* Task objective *
Show each line in the items below that contains the word "swan". Case counts.

* Provided material *
================

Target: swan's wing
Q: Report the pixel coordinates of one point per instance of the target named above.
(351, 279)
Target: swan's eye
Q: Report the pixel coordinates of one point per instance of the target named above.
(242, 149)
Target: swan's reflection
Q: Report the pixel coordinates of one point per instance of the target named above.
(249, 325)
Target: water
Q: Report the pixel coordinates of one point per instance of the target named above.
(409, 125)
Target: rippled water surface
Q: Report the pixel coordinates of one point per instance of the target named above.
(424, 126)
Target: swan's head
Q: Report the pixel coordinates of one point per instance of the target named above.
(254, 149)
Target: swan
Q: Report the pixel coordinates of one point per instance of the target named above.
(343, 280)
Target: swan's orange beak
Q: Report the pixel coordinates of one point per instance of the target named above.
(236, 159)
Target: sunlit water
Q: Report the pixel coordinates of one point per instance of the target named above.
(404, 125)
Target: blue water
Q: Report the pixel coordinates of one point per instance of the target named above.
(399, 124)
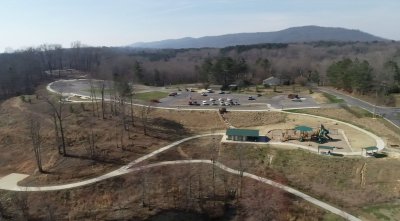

================

* Full solution *
Target: swan's wing
Target: swan's eye
Target: swan's reflection
Target: swan's head
Target: swan
Target: swan's orange beak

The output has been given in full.